**Short problem:**
From the data below, keep only the lines that contain the string "sign" and copy each one out. The match is case-sensitive.
------------
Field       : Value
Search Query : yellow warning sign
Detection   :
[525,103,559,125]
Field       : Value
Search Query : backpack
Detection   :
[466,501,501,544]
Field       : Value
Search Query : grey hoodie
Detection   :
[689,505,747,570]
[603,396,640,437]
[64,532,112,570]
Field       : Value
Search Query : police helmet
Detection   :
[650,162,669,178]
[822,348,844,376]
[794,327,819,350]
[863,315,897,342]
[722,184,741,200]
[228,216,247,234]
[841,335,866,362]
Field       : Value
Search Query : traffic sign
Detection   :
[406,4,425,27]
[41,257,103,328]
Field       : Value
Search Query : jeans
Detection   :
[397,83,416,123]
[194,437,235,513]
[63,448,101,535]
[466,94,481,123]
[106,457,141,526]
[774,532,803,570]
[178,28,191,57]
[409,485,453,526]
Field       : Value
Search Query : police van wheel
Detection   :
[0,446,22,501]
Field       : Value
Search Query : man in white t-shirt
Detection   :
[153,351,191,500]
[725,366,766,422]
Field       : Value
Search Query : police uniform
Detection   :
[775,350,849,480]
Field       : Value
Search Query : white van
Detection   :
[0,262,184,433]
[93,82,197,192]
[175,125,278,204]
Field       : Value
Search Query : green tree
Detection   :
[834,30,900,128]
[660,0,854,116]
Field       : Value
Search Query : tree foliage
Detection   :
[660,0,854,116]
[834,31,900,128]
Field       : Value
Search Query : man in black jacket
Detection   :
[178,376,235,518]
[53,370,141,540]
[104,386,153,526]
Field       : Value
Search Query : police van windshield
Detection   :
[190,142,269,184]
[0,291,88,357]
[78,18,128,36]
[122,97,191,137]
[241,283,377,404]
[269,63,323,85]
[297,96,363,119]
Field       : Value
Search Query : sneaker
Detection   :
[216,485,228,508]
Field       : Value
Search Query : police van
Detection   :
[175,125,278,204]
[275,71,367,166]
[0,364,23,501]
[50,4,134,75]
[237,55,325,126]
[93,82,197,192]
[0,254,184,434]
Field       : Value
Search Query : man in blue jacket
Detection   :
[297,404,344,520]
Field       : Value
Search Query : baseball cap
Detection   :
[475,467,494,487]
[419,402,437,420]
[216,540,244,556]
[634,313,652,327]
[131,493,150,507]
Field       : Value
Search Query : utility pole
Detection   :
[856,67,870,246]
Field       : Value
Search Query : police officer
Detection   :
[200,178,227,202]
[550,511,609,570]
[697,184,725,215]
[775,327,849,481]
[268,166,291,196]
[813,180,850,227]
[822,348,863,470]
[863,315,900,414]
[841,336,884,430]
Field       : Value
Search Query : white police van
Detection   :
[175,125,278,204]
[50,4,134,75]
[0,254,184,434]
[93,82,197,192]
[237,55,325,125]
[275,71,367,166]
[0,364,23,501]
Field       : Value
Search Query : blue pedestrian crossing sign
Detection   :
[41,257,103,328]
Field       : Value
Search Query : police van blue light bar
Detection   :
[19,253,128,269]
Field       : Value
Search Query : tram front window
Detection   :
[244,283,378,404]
------------
**Expected answer:**
Search Query : yellow warning sign
Search Query : traffic sign
Search Query : blue pedestrian crossing sign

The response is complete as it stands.